SOURCE INFORMATION:
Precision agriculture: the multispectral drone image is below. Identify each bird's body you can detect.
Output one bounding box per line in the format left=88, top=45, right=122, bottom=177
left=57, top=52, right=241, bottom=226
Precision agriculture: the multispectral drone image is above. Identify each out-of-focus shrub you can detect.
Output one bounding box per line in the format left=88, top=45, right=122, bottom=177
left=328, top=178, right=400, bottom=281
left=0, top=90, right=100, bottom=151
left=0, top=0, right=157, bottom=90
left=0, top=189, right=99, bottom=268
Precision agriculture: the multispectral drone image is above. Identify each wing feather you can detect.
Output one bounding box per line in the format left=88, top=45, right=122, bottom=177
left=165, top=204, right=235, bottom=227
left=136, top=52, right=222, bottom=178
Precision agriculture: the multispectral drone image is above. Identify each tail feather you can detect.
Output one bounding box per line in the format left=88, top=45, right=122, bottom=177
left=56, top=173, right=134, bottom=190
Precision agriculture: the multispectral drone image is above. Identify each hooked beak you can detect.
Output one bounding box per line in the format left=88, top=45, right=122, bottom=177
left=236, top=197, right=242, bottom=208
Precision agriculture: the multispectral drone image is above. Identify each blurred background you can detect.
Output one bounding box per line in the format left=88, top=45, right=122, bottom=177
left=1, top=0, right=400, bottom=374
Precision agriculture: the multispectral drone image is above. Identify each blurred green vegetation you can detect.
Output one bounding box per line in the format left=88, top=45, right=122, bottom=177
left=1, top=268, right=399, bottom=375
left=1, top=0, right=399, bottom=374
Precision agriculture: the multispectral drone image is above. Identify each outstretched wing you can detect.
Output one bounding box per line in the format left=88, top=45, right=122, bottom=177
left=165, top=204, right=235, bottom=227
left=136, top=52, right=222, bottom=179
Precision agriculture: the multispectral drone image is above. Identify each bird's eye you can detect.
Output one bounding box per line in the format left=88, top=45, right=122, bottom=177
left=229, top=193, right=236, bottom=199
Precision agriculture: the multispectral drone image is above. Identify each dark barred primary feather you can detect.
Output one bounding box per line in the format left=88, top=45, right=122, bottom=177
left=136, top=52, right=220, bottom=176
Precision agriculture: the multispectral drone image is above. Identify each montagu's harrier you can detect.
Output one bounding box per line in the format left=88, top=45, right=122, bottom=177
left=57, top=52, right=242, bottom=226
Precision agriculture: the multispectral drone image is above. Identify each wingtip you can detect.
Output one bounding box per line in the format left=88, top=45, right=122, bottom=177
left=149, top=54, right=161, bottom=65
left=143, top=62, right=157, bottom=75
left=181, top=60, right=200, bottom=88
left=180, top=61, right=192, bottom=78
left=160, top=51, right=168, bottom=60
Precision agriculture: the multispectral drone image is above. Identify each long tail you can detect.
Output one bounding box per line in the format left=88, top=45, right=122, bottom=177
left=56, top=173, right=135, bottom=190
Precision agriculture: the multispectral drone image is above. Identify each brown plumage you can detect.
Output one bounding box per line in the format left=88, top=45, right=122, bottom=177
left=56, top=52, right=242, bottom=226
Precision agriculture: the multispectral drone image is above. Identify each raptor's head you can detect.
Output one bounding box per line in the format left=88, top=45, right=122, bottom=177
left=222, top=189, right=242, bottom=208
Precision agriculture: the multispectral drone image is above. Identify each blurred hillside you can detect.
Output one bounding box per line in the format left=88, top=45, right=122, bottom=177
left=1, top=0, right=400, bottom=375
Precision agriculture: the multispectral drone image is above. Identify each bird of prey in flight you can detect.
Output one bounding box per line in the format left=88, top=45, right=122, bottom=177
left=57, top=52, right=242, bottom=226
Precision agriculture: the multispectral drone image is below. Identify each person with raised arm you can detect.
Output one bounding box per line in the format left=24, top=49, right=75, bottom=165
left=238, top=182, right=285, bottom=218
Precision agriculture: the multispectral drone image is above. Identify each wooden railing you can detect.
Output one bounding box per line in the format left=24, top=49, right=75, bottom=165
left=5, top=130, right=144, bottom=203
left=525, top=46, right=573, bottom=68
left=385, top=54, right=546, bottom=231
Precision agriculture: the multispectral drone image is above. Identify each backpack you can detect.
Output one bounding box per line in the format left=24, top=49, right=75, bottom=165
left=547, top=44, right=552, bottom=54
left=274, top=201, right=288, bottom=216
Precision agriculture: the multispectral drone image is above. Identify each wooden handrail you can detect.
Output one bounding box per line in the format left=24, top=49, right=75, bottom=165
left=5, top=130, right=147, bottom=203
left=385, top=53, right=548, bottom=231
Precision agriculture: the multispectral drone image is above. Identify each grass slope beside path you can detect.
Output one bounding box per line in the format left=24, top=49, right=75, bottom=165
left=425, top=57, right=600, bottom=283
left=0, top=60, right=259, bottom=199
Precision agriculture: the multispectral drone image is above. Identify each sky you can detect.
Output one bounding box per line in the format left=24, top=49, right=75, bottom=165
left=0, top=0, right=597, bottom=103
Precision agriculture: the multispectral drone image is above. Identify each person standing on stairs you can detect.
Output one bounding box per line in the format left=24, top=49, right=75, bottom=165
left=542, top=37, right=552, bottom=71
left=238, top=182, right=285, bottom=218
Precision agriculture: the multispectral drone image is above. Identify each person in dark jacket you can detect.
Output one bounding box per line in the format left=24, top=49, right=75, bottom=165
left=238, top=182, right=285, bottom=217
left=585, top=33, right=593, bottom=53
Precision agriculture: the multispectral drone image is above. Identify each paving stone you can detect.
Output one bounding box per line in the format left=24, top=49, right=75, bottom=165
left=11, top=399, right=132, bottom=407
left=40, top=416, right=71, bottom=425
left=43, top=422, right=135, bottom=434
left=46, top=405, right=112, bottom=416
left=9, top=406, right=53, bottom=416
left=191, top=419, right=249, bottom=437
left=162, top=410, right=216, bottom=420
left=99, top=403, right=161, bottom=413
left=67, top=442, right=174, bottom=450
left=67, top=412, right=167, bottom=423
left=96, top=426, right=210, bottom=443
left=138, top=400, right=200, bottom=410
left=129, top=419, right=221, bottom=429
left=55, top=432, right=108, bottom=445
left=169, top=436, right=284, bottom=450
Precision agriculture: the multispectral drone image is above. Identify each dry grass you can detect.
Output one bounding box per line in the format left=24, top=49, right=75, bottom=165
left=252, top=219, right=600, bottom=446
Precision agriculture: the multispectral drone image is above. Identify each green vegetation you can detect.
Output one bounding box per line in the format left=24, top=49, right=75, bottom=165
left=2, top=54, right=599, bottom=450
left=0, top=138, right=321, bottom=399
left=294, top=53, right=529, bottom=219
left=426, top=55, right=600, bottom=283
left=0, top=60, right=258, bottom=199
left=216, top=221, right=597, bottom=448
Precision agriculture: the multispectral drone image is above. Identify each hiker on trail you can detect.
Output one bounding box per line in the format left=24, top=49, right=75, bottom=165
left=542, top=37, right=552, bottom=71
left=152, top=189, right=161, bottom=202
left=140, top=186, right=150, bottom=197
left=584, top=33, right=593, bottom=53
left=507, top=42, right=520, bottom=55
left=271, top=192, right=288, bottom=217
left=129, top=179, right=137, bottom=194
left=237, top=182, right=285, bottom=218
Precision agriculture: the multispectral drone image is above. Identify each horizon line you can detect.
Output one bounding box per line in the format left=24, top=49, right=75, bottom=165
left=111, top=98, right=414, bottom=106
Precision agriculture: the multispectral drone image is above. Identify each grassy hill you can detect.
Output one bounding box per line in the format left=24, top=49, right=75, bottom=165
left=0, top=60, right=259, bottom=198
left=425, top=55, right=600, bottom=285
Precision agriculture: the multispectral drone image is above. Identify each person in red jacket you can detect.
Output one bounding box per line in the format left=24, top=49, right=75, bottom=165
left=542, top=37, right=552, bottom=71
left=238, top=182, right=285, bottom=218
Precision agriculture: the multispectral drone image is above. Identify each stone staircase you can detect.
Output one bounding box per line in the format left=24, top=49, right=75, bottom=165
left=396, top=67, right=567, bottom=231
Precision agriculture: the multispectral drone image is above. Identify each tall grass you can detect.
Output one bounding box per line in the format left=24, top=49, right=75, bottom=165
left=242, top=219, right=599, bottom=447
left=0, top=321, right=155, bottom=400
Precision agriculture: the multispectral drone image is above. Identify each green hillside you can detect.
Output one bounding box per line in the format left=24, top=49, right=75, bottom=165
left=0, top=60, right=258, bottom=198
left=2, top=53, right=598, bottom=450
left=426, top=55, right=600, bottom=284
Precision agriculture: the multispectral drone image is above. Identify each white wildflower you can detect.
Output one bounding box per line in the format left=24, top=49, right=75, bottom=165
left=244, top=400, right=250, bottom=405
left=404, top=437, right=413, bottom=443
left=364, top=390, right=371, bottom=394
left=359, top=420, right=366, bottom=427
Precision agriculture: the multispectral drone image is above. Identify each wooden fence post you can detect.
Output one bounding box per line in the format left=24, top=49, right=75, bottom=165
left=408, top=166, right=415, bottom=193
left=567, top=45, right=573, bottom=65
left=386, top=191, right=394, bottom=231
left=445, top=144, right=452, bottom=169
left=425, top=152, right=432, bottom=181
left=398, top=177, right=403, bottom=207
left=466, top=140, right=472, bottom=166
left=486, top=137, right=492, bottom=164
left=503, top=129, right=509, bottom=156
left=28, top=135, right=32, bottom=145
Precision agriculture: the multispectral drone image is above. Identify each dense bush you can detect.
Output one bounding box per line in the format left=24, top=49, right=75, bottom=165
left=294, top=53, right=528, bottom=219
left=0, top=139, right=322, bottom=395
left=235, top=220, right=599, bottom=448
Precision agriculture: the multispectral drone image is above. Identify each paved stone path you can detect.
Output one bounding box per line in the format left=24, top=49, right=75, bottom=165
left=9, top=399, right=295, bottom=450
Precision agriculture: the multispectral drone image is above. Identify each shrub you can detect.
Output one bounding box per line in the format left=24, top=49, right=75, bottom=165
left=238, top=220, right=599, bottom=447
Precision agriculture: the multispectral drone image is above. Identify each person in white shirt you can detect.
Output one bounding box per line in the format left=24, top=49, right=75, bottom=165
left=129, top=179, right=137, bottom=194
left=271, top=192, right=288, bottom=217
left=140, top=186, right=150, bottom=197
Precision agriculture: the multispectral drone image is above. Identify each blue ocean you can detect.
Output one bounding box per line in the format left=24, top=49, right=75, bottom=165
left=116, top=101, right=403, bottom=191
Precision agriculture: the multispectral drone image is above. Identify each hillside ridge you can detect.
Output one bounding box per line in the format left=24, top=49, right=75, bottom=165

YOUR OBJECTIVE:
What is needed is each line of the entries that contains the word "white".

OUTPUT FOR THIS EXERCISE:
Precision agriculture: the multispectral drone image is above. Identify each white wildflower you can detect.
Precision agriculture: the multispectral drone image is above. Identify each person in white shirt you can detect.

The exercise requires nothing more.